TEXT EXTRACT ▸

____

The long-established governance equation between the presidency and the military persists: The president holds ultimate authority, provided he maintains control and stability. In times of unrest, the military intervenes and imposes its conditions, as in the January 1977 uprising and the January 2011 revolution. This pattern was repeated after the massive protests in September 2019.

Sisi’s extensive experience in the military has played a crucial role in maintaining internal stability within the institution, in terms of curbing personal ambitions, preventing the formation of power centres, and employing both carrot and stick approaches. 

Rapid and regular leadership changes have became a hallmark, institutionalised by reducing the tenure of senior military positions from four years to just two; Sisi retains the authority to extend them, ensuring absolute control and loyalty.

Wealth and privileges

Benefits, rewards and incentives for loyalty have expanded, flooding military officers with projects and positions that bring immense wealth and privileges, making any rebellion seem suicidal. Those who have dared to defy Sisi, such as former military chief of staff Sami Anan, have faced severe repercussions.

As with all of Egypt’s previous presidents, Sisi has worked tirelessly to secure his position, learning from the experiences of his predecessors. The events of January 2011 remain at the forefront of his mind, perhaps mentioned more in his own speeches than by the revolutionaries themselves. 

The revolution that toppled Hosni Mubarak’s 30-year regime in 2011, when a massive surge of people overwhelmed security forces, left the ruling system utterly exposed. But the military soon reclaimed power with ease, just as it did in the summer of 2013 to oust Mohamed Morsi, capitalising on popular discontent.

The past decade has shown that the only escape from this vicious cycle is the return of power to its rightful owner: the Egyptian people

Sisi has focused on preventing another such occurrence by ensuring that no demonstrations, however small, can escalate into a full-blown uprising. He has crushed all attempts at organised peaceful dissent. His campaign of repression has exceeded any other period in modern Egyptian history.

The past decade has shown that the only escape from this vicious cycle is the return of power to its rightful owners: the Egyptian people, who must reclaim their role in holding authorities accountable. But movements need leadership and organisation, tools that Sisi has systematically destroyed.

Finding a way for the people to re-enter the political equation was a task undertaken by jailed opposition leader Ahmed Tantawy, myself and a group of our comrades. I served as a political adviser on Tantawy’s recent presidential campaign.

The strategy of what we called the “Hope Project” was to halt the cycle of despotism by reintegrating all segments of the population into the political process, strengthening political organisations and fostering an environment conducive to massive public engagement.

Global silence

We gambled on the return of the people through the ballot box, which we deemed safer and more secure than protests. What we didn’t anticipate were the terrifying scenes of thousands of thugs across the country preventing people from signing petitions to grant Tantawy his right to run for office. 

Egypt’s security forces and state apparatuses entrenched themselves against the people’s will. Even if we had expected this, what could we have done against armed gangs assaulting citizens on the streets?

____

DATA LINES ▸
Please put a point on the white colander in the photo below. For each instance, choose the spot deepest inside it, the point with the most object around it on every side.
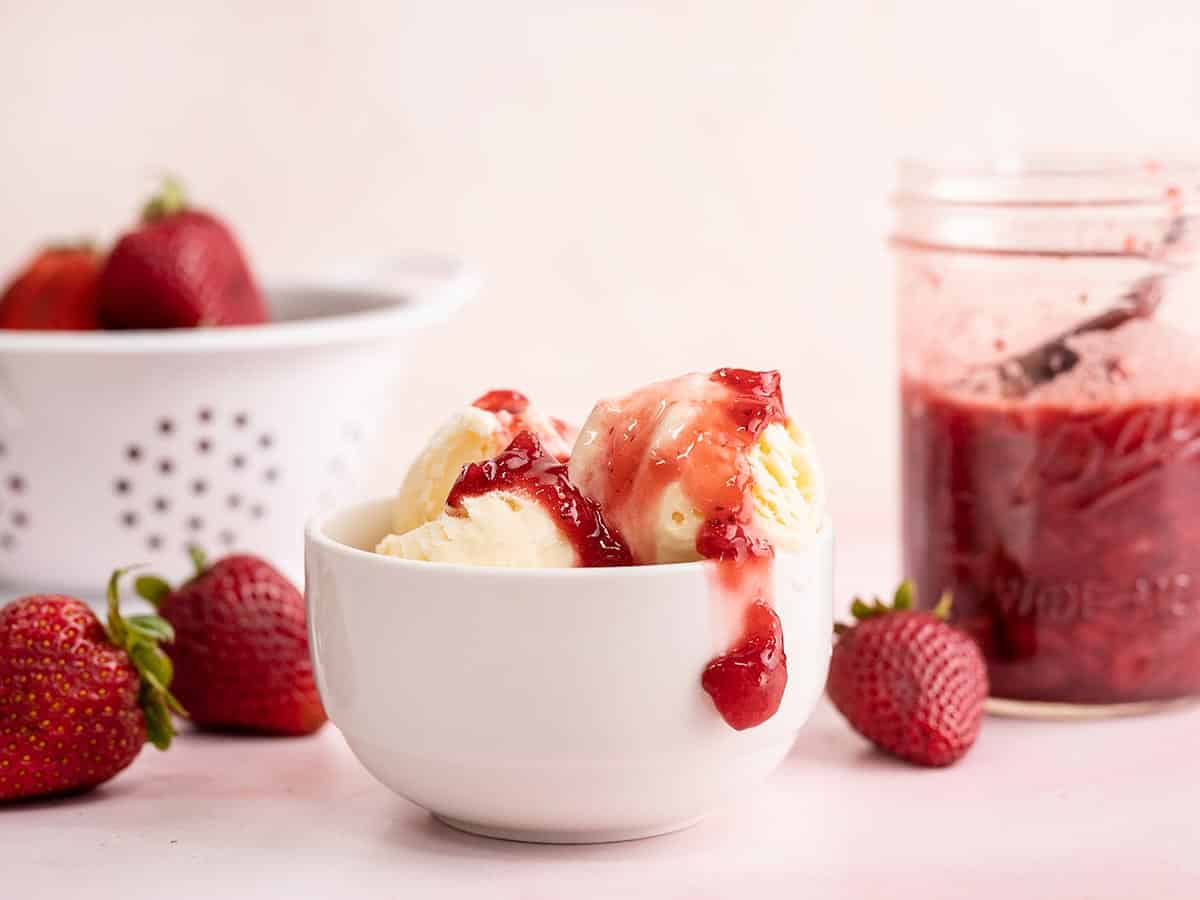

____

COMPLETE THE FOLLOWING ▸
A. List every person the text on Egypt's presidency and military mentions by name.
B. Transcribe the passage of the text on Egypt's presidency and military that opens with the words "The long-established governance" and closes with "in September 2019.".

TASK SOLUTIONS ▸
A.
- Sisi
- Sami Anan
- Hosni Mubarak
- Mohamed Morsi
- Ahmed Tantawy

B.
The long-established governance equation between the presidency and the military persists: The president holds ultimate authority, provided he maintains control and stability. In times of unrest, the military intervenes and imposes its conditions, as in the January 1977 uprising and the January 2011 revolution. This pattern was repeated after the massive protests in September 2019.